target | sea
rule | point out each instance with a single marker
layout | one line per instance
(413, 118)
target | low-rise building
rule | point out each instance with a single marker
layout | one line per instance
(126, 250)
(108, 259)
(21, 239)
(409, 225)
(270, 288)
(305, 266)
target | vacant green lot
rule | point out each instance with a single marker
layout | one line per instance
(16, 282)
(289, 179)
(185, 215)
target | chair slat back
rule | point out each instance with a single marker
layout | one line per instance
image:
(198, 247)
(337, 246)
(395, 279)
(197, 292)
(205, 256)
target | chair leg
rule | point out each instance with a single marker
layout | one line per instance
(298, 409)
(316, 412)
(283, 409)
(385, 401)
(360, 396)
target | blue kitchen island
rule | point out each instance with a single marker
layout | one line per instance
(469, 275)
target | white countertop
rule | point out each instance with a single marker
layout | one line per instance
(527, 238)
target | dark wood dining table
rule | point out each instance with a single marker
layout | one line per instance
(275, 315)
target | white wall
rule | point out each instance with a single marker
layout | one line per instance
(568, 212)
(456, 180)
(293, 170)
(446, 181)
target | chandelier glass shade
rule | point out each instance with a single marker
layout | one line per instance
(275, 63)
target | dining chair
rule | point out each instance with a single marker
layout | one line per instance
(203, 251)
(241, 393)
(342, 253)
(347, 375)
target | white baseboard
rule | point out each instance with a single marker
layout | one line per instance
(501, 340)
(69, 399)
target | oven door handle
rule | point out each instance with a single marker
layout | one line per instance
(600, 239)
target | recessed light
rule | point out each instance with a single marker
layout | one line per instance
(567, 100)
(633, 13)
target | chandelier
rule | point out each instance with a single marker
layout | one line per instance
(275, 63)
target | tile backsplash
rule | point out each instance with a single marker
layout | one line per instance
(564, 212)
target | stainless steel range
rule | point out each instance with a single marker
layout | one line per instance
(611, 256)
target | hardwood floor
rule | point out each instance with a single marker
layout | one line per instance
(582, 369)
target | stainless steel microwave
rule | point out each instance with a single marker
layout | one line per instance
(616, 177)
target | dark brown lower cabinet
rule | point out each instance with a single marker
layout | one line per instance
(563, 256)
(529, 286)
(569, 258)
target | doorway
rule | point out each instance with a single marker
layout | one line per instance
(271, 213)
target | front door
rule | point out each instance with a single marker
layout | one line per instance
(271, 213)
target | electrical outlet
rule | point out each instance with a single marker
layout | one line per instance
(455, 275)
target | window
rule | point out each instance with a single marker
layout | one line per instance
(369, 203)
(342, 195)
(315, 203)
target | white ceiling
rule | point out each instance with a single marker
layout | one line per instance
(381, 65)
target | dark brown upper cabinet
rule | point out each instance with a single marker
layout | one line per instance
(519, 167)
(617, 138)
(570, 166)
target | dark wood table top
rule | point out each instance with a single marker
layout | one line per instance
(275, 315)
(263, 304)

* * *

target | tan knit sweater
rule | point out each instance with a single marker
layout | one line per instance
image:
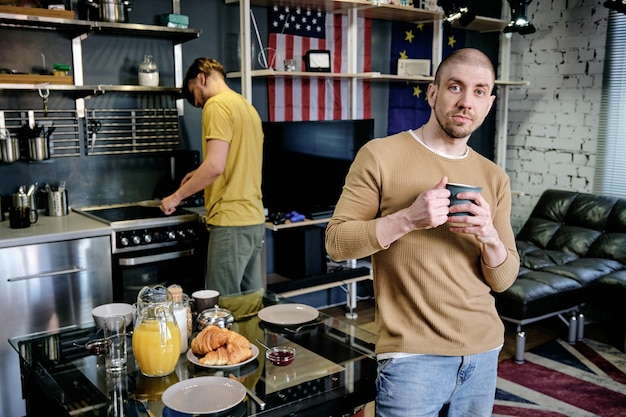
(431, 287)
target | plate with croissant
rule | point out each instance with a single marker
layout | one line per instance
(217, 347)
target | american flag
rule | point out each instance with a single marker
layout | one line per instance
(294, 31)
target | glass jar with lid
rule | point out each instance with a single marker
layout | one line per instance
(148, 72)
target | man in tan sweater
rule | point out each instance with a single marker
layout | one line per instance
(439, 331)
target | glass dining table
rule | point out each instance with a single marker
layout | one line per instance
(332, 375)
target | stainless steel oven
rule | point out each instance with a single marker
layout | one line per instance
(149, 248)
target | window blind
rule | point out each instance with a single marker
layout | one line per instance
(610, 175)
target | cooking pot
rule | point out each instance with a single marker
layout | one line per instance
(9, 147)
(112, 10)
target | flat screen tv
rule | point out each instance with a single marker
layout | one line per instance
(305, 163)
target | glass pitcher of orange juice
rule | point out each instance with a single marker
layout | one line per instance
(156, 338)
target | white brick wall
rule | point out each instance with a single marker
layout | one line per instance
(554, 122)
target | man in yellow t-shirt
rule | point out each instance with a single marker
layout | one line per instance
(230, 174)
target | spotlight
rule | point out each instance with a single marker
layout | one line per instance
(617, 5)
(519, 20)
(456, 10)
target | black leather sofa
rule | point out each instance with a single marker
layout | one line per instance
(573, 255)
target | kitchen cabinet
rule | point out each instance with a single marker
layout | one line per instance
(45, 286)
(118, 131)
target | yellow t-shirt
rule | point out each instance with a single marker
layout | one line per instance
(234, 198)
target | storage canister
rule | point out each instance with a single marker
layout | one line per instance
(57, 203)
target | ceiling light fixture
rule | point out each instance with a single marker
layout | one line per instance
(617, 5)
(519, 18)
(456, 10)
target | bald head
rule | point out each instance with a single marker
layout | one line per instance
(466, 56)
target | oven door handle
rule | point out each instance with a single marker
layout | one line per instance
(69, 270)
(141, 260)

---

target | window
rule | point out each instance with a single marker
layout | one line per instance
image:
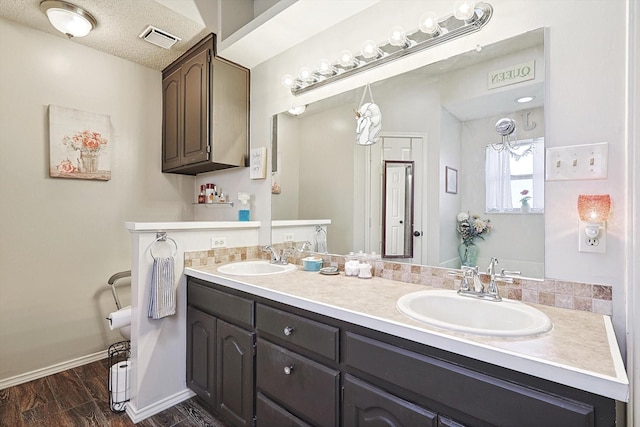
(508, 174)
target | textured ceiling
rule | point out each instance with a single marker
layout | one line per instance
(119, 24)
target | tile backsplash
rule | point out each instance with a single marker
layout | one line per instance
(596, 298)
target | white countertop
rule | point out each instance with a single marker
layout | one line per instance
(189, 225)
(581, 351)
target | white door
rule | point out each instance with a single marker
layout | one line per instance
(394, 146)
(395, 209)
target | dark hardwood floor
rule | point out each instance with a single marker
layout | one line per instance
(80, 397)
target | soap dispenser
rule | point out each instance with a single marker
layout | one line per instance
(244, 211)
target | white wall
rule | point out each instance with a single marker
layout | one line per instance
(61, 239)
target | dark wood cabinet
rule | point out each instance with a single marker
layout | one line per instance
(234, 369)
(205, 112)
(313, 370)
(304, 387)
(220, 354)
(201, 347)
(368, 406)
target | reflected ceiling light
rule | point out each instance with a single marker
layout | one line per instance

Exercise:
List every line from the entries above that contains the word "cabinet".

The result:
target | dark brown lower cabinet
target | dark brown upper cabinet
target | kitchen cabinet
target | dark wood cabinet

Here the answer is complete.